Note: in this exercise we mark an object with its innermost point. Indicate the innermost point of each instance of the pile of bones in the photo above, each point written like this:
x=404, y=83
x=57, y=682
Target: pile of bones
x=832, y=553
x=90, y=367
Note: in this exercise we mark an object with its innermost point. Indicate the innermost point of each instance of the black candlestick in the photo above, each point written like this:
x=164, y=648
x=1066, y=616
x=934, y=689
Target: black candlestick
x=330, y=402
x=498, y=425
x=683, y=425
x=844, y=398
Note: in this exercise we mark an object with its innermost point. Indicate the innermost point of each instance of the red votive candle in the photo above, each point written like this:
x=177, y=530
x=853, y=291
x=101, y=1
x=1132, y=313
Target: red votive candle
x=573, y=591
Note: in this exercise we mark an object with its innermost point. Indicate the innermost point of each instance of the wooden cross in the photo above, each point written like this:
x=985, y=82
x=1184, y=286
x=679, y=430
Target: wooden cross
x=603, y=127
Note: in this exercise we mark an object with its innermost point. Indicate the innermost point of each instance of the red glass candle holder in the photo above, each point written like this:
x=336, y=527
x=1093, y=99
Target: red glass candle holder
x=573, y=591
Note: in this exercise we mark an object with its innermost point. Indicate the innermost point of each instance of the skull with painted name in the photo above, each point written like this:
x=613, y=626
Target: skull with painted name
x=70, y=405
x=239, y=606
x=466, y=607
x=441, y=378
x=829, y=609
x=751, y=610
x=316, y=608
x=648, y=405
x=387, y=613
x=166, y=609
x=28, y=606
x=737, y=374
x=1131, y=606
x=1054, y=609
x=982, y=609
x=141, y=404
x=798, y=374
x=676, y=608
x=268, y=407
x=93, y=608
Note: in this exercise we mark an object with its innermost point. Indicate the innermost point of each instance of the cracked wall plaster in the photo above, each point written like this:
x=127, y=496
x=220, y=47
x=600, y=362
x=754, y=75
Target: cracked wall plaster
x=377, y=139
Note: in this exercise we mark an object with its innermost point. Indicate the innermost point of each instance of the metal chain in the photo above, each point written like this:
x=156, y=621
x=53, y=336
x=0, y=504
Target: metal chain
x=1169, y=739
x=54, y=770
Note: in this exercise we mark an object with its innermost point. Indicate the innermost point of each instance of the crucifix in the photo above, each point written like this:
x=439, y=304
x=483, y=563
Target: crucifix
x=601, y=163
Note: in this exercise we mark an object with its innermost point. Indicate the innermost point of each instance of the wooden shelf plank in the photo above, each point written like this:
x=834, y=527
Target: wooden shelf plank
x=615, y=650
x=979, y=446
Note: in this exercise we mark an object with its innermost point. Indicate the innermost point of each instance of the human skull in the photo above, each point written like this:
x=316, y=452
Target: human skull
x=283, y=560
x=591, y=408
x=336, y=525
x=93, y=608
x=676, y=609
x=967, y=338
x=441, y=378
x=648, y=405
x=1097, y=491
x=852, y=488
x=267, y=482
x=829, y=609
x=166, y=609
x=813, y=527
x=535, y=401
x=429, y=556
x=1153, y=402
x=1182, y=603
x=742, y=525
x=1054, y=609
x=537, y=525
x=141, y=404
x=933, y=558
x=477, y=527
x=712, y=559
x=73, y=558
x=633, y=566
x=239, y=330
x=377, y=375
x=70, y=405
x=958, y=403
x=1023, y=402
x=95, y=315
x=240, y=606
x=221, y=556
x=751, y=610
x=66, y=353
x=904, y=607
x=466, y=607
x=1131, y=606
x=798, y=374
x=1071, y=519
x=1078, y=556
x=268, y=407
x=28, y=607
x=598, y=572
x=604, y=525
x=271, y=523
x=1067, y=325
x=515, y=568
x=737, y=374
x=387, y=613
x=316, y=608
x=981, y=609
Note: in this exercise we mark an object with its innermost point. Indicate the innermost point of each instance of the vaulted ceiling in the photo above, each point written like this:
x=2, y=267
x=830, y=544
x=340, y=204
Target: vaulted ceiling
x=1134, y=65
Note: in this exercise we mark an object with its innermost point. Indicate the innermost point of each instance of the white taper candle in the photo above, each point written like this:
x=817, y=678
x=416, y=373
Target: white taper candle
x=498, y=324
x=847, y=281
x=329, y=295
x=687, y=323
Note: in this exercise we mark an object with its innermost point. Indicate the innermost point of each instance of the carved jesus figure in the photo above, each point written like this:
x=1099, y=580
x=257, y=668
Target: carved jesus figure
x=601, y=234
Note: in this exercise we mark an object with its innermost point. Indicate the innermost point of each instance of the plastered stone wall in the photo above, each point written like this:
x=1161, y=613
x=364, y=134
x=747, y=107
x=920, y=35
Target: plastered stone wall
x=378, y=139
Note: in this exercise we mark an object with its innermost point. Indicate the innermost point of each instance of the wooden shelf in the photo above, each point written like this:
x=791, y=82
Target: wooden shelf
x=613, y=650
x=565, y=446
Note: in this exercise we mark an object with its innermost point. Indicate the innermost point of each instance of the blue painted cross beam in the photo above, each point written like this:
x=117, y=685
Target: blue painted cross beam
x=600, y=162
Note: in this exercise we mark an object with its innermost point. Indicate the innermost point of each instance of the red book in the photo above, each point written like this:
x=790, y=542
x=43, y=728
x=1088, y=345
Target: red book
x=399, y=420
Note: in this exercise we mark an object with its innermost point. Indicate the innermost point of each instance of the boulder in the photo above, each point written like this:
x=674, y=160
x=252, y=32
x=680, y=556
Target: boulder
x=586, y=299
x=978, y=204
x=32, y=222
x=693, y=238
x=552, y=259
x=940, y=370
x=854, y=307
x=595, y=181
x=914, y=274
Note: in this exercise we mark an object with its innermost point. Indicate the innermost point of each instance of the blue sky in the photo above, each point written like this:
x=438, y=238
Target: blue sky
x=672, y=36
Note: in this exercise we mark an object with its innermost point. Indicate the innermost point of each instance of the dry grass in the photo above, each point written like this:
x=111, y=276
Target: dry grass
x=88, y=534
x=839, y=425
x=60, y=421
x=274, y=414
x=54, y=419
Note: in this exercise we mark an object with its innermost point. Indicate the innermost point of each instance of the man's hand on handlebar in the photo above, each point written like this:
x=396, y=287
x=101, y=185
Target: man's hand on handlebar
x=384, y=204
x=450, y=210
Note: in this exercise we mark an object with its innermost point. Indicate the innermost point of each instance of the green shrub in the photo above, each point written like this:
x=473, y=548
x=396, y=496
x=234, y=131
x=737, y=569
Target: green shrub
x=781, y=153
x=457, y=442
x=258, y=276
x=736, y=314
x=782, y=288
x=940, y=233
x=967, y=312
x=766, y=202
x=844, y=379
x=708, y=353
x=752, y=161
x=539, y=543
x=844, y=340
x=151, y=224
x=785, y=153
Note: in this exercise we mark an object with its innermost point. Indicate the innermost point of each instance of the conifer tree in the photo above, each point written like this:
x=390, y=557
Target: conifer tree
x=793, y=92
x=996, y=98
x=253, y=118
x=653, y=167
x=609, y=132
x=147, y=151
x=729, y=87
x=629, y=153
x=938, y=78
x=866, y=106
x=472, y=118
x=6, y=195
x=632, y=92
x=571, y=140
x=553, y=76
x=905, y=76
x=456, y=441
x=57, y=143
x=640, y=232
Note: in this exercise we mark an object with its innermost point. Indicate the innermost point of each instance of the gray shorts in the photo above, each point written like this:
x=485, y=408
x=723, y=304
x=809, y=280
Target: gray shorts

_Exercise details_
Please reproduce the material above exactly, line by line.

_Task solution_
Note: in this exercise we mark an object with its innermost point. Indicate the innermost point of each instance of the pile of bones in the photo above, each point written like this:
x=404, y=83
x=57, y=682
Target: pile of bones
x=832, y=553
x=90, y=367
Note: in this exercise we mark an object with its innermost point. Indicate the innermost point of each instance of the black candlestick in the photo above, each point written like this:
x=164, y=648
x=1066, y=616
x=934, y=689
Target: black candlestick
x=330, y=402
x=498, y=425
x=683, y=425
x=844, y=398
Note: in this exercise we mark an object with its innermost point. Indicate the innermost point of each instance of the red votive candle in the photo above, each point written like this:
x=177, y=530
x=853, y=291
x=101, y=1
x=1132, y=313
Target: red votive candle
x=573, y=591
Note: in this exercise we mark an object with its innermost point. Indicate the innermost point of each instance of the wooden cross in the photo above, each point written like this:
x=985, y=82
x=1184, y=286
x=679, y=430
Target: wooden cross
x=603, y=127
Note: in this exercise we mark an object with its innermost point. Indicate the innermost point of each instance of the red glass candle holder in the photo above, each point written like this:
x=336, y=527
x=1093, y=99
Target: red glass candle holder
x=573, y=591
Note: in this exercise we mark an object with its innermost point. Indicate the innermost point of each instance of the skull with painted name in the photo above, each point written like this:
x=613, y=626
Target: skull with painted name
x=70, y=405
x=239, y=606
x=466, y=607
x=441, y=378
x=829, y=609
x=751, y=610
x=316, y=608
x=648, y=405
x=387, y=613
x=166, y=609
x=28, y=606
x=737, y=374
x=1131, y=606
x=1054, y=609
x=982, y=609
x=141, y=404
x=798, y=374
x=676, y=608
x=268, y=407
x=93, y=608
Note: in this exercise we mark an object with its innermost point. Indicate the innermost point of each instance of the cracked wall plaster in the photo above, each point written like this:
x=127, y=496
x=220, y=47
x=600, y=362
x=754, y=75
Target: cracked wall plaster
x=377, y=139
Note: in this exercise we mark an object with its innermost point. Indicate the innermost point of each instance of the metal chain in the photo above, each point written like this:
x=156, y=621
x=53, y=336
x=0, y=504
Target: metal chain
x=1169, y=739
x=54, y=770
Note: in this exercise we mark an object with its innermost point. Indicate the innermost point of each instance of the crucifix in the photo above, each point written like this:
x=439, y=304
x=483, y=563
Target: crucifix
x=601, y=163
Note: in this exercise we mark an object with its innermost point. Indicate the innermost point of each instance of the wooden shelf plank in the photo above, each point written like this:
x=834, y=527
Target: wooden shelf plank
x=615, y=650
x=979, y=446
Note: in this exercise we mark an object with its innermost point. Indicate the innermost point of each instance of the human skull in the photo above, each point written like this:
x=316, y=452
Target: human skull
x=283, y=560
x=591, y=408
x=336, y=525
x=93, y=608
x=676, y=609
x=967, y=338
x=441, y=378
x=648, y=405
x=1097, y=491
x=852, y=488
x=267, y=482
x=829, y=609
x=166, y=609
x=813, y=527
x=535, y=401
x=429, y=556
x=1153, y=402
x=1182, y=603
x=742, y=525
x=1054, y=609
x=537, y=525
x=141, y=404
x=933, y=558
x=477, y=527
x=712, y=559
x=73, y=558
x=633, y=566
x=239, y=330
x=377, y=375
x=70, y=405
x=958, y=403
x=1023, y=402
x=95, y=315
x=240, y=606
x=221, y=556
x=751, y=610
x=66, y=353
x=904, y=607
x=466, y=607
x=1131, y=606
x=798, y=374
x=1071, y=519
x=1078, y=556
x=268, y=407
x=28, y=607
x=598, y=572
x=604, y=525
x=271, y=523
x=1067, y=325
x=515, y=568
x=737, y=374
x=387, y=613
x=316, y=608
x=981, y=609
Note: in this exercise we mark an object with its innermost point. Indicate the innermost point of each instance of the vaulted ceiling in the photo above, each point written like this:
x=2, y=267
x=830, y=544
x=340, y=204
Target: vaulted ceiling
x=1134, y=65
Note: in this exercise we mark an object with its innermost point. Indicate the innermost point of each instance of the white taper candle in the photo above, each point written like this:
x=817, y=678
x=416, y=373
Target: white taper candle
x=498, y=324
x=847, y=281
x=329, y=295
x=687, y=323
Note: in this exercise we mark an object with its innermost point. Indicate the innermost point of each instance of the carved jesus figure in the photo above, each point written like this:
x=1099, y=580
x=257, y=668
Target: carved jesus figure
x=601, y=234
Note: in this exercise we mark an object with its innermost point. Indicate the innermost point of each instance of the plastered stone wall in the photo above, each point written like this:
x=1161, y=613
x=364, y=134
x=747, y=107
x=920, y=35
Target: plastered stone wall
x=378, y=139
Note: in this exercise we mark an object with its innermost point. Indicate the innermost point of each instance of the wooden shelf in the photo above, each point written like this:
x=791, y=82
Target: wooden shelf
x=613, y=650
x=565, y=446
Note: in this exercise we mark an object with its innermost point. Indicate the innermost point of each instance of the blue painted cross beam in the photo above, each point written like this:
x=117, y=685
Target: blue painted cross beam
x=600, y=162
Note: in this exercise we mark an object with its innermost point. Indicate the innermost point of each instance of the red book in the photo above, each point written like this:
x=790, y=542
x=43, y=728
x=1088, y=345
Target: red book
x=399, y=420
Note: in this exercise we mark an object with its innermost point. Indicate the innermost point of each instance of the boulder in the photo above, each point written like this:
x=674, y=160
x=252, y=32
x=680, y=556
Target: boulder
x=586, y=299
x=978, y=204
x=32, y=222
x=693, y=238
x=552, y=259
x=940, y=370
x=854, y=307
x=595, y=181
x=914, y=274
Note: in this exercise we mark an object with its innermost point. Indicate the innermost point of each instance of the blue sky in the photo above, each point written like this:
x=438, y=238
Target: blue sky
x=672, y=36
Note: in this exercise we mark an object with its innermost point. Indicate the innermost point of each instance of the dry grass in the photo above, each point written like this:
x=111, y=276
Target: dry grass
x=88, y=534
x=839, y=425
x=60, y=421
x=274, y=414
x=54, y=419
Note: in this exercise we mark an object with its innermost point. Indicate the innermost point of each instance of the man's hand on handlebar in the photo above, each point written like this:
x=396, y=287
x=101, y=185
Target: man's hand on handlebar
x=384, y=204
x=450, y=210
Note: in this exercise we mark an object with its innermost point. Indicate the innermost point of each instance of the green shrub in the photo above, each point written like this:
x=473, y=548
x=396, y=496
x=234, y=131
x=737, y=569
Target: green shrub
x=781, y=153
x=457, y=442
x=258, y=276
x=736, y=314
x=782, y=288
x=940, y=233
x=967, y=312
x=766, y=202
x=844, y=379
x=708, y=353
x=752, y=161
x=539, y=543
x=844, y=340
x=151, y=224
x=785, y=153
Note: in this exercise we mark an object with its innermost point. Indicate the innermost point of each instance of the conifer tree in the photo above, each point written like this:
x=390, y=557
Target: conifer tree
x=793, y=92
x=996, y=98
x=253, y=118
x=653, y=167
x=609, y=132
x=147, y=151
x=729, y=87
x=629, y=153
x=938, y=78
x=866, y=106
x=472, y=118
x=6, y=195
x=632, y=92
x=571, y=140
x=553, y=76
x=905, y=76
x=456, y=441
x=57, y=143
x=640, y=232
Note: in this exercise we mark an object with its innermost point. Indicate the innermost point of each instance of the gray shorts in the photo above, each point written like this:
x=485, y=408
x=723, y=304
x=809, y=280
Target: gray shorts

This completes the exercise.